What the exercise asks:
Copy out the rows verbatim, covering the stretch from the line containing "Indicate every instance of the black" through the end of the rows and nothing else.

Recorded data
** START **

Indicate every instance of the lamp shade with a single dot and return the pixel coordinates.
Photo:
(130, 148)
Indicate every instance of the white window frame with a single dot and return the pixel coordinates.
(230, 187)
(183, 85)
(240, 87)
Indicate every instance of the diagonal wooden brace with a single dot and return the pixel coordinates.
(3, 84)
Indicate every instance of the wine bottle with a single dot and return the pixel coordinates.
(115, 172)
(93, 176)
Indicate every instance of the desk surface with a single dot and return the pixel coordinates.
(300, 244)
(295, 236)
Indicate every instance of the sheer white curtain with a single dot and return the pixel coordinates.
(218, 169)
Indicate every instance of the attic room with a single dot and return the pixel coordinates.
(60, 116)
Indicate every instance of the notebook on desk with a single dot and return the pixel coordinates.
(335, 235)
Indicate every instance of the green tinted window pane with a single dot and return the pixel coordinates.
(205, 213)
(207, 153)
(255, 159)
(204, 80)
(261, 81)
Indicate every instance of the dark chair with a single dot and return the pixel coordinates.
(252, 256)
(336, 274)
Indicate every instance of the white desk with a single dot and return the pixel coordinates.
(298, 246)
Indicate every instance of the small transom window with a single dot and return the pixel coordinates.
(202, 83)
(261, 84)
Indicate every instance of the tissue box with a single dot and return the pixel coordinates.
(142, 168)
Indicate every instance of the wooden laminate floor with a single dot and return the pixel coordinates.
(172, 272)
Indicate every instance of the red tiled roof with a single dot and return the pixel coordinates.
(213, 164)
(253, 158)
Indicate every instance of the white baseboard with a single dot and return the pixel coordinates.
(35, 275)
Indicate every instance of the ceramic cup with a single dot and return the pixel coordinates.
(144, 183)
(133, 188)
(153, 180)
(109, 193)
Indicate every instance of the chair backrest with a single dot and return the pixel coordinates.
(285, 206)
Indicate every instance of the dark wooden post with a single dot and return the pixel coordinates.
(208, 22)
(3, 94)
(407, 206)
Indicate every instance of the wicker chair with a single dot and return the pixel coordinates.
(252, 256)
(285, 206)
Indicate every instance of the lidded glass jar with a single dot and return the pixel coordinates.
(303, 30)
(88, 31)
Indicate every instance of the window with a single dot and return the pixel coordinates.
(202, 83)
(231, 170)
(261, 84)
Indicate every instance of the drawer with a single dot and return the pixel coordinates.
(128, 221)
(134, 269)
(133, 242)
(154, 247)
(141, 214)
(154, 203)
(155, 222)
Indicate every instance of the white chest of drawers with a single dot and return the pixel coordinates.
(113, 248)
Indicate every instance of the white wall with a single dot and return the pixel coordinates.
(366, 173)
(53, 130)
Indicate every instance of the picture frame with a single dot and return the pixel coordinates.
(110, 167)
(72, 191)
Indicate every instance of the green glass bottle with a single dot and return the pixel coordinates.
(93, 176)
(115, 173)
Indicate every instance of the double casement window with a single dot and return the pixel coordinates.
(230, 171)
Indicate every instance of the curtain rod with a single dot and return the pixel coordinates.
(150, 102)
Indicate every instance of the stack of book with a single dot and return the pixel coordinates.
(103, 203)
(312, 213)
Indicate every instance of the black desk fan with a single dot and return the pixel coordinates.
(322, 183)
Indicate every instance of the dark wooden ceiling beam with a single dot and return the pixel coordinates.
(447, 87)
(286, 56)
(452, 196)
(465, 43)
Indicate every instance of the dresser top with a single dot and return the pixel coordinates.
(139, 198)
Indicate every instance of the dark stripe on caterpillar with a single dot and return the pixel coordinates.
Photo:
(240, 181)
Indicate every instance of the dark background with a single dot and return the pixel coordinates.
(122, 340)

** END **

Written answer:
Indicate every instance of the black desk fan with a single dot and return the pixel coordinates.
(322, 183)
Indicate every instance of the dark wooden ceiling beam with a single dot and return the pixel coordinates.
(447, 87)
(286, 56)
(452, 196)
(465, 43)
Indicate every instance of the dresser top with a single dot and return the pixel coordinates.
(139, 198)
Indicate every instance of the dark stripe on caterpillar with a single dot and return the pixel coordinates.
Photo:
(240, 181)
Indicate every instance of the dark background with a single dot and return the pixel coordinates.
(122, 340)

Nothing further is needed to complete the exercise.